### SUPPLIED PASSAGE ###

Hope this answered your question
Kalle I thought so too... until I read Jude the Obscure...
Lisa Like modern authors he wrote about what was around him. Many of his stories were based on things he saw or people he knew. He once , sat on a hill and saw a woman being hanged in Dorchester prison ( Martha brown I believe) this was so upsetting to him that he felt obliged to write Tess. He used his stories to highlight issues of the time. He was a very forward thinking man an saw the injustice facing women in Victorian rural england .
J Hardy was greatly influenced by Arthur Schopenhauer, who is known as a pessimist. Not the glass-half-full pessimist-type. A philosophical pessimist, meaning he thought that being alive is worse than not being alive. Hardy wrote tragedies to show how bad things happen to good people, how we can all be victims of chance or "fate" if you want to call it that. He also wrote tragedies as social commentary and an admonishment on the hypocrisies of Victorian England. This book was meant to be sad, to show how silly superstitions and customs can ruin the lives of decent people.
Chinmay Hota "Our sweetest songs are those that tell of saddest thought"
Christi Nash Because it's about the plundering of the earth and the destruction of nature and a way of life close to the land in the 19th century, as well about basic rights for the poor/working class and women. I take it reality isn't your favorite subject.

### ENTRIES SHOWN ###

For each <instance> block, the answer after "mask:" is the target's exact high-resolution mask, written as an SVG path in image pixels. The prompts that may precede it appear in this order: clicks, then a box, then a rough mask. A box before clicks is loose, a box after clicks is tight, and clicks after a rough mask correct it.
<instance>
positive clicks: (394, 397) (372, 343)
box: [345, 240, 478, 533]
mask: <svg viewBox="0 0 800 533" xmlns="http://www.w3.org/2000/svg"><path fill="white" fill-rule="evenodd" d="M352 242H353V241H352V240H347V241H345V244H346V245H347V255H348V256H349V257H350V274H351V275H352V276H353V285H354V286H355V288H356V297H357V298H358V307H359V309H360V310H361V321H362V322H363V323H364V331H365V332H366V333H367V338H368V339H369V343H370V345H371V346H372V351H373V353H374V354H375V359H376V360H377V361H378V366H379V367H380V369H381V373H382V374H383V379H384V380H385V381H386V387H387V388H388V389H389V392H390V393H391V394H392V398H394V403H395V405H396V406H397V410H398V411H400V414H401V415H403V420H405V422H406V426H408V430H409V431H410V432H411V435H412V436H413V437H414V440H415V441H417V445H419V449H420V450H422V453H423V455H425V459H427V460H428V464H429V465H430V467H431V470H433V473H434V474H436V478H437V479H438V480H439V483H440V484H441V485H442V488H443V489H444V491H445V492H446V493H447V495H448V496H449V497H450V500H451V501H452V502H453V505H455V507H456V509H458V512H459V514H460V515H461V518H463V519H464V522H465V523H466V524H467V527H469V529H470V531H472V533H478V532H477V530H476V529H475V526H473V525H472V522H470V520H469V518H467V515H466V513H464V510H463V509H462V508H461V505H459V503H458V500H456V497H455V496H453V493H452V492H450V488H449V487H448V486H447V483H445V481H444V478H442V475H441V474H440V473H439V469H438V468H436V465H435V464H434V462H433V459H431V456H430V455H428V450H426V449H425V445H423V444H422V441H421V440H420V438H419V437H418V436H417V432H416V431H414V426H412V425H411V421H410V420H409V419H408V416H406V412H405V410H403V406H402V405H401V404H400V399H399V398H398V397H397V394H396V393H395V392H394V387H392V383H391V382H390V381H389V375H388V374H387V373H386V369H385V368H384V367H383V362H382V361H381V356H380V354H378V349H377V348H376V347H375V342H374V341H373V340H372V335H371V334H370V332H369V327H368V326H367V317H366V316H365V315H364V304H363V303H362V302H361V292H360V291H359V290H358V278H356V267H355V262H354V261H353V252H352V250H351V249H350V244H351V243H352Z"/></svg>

###

** WHAT THE TASK REQUIRES **
In the Hardy discussion, copy the passage from "Christi Nash Because" up to and including "your favorite subject.", replacing "plundering" with "pillaging".

** PROBLEM SOLUTION **
Christi Nash Because it's about the pillaging of the earth and the destruction of nature and a way of life close to the land in the 19th century, as well about basic rights for the poor/working class and women. I take it reality isn't your favorite subject.